TASK TO CARRY OUT: Given the material below, repeat exactly the lines from the one containing "negative clicks: (288, 173) (303, 195)" through the final line, and nothing else.
--- START ---
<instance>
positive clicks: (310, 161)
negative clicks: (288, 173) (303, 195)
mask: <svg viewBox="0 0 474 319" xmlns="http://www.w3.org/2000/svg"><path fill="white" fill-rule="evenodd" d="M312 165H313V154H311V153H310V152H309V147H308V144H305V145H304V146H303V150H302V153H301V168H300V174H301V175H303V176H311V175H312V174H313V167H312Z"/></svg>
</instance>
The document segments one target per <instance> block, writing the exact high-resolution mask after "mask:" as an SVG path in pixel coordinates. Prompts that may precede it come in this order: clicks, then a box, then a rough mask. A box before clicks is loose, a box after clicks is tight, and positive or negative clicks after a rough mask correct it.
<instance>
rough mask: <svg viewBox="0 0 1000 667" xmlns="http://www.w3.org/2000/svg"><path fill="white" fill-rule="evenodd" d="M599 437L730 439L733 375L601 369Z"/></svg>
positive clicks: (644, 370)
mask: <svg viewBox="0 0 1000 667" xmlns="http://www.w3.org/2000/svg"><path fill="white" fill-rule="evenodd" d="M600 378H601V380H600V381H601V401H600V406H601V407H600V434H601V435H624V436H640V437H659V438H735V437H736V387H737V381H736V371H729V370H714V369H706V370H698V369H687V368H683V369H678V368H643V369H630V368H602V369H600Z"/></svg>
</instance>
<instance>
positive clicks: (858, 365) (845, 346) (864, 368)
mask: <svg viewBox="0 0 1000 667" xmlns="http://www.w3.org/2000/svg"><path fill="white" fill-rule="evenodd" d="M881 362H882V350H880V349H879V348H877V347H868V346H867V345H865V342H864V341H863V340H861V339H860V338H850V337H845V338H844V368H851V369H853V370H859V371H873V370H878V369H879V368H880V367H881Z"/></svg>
--- END ---
YOUR RESPONSE:
negative clicks: (288, 173) (303, 195)
mask: <svg viewBox="0 0 474 319" xmlns="http://www.w3.org/2000/svg"><path fill="white" fill-rule="evenodd" d="M312 165H313V154H311V153H310V152H309V147H308V144H305V145H304V146H303V150H302V153H301V168H300V174H301V175H303V176H311V175H312V174H313V167H312Z"/></svg>
</instance>
The document segments one target per <instance> block, writing the exact high-resolution mask after "mask:" as an SVG path in pixel coordinates. Prompts that may precede it come in this order: clicks, then a box, then a rough mask. A box before clicks is loose, a box after clicks is tight, and positive or negative clicks after a rough mask correct it.
<instance>
rough mask: <svg viewBox="0 0 1000 667" xmlns="http://www.w3.org/2000/svg"><path fill="white" fill-rule="evenodd" d="M599 437L730 439L733 375L601 369Z"/></svg>
positive clicks: (644, 370)
mask: <svg viewBox="0 0 1000 667" xmlns="http://www.w3.org/2000/svg"><path fill="white" fill-rule="evenodd" d="M600 378H601V380H600V381H601V401H600V406H601V407H600V434H601V435H624V436H640V437H659V438H735V437H736V387H737V381H736V371H729V370H714V369H706V370H698V369H687V368H683V369H678V368H643V369H630V368H602V369H600Z"/></svg>
</instance>
<instance>
positive clicks: (858, 365) (845, 346) (864, 368)
mask: <svg viewBox="0 0 1000 667" xmlns="http://www.w3.org/2000/svg"><path fill="white" fill-rule="evenodd" d="M881 362H882V350H880V349H879V348H877V347H868V346H867V345H865V342H864V341H863V340H861V339H860V338H850V337H845V338H844V368H851V369H853V370H859V371H873V370H878V369H879V368H880V367H881Z"/></svg>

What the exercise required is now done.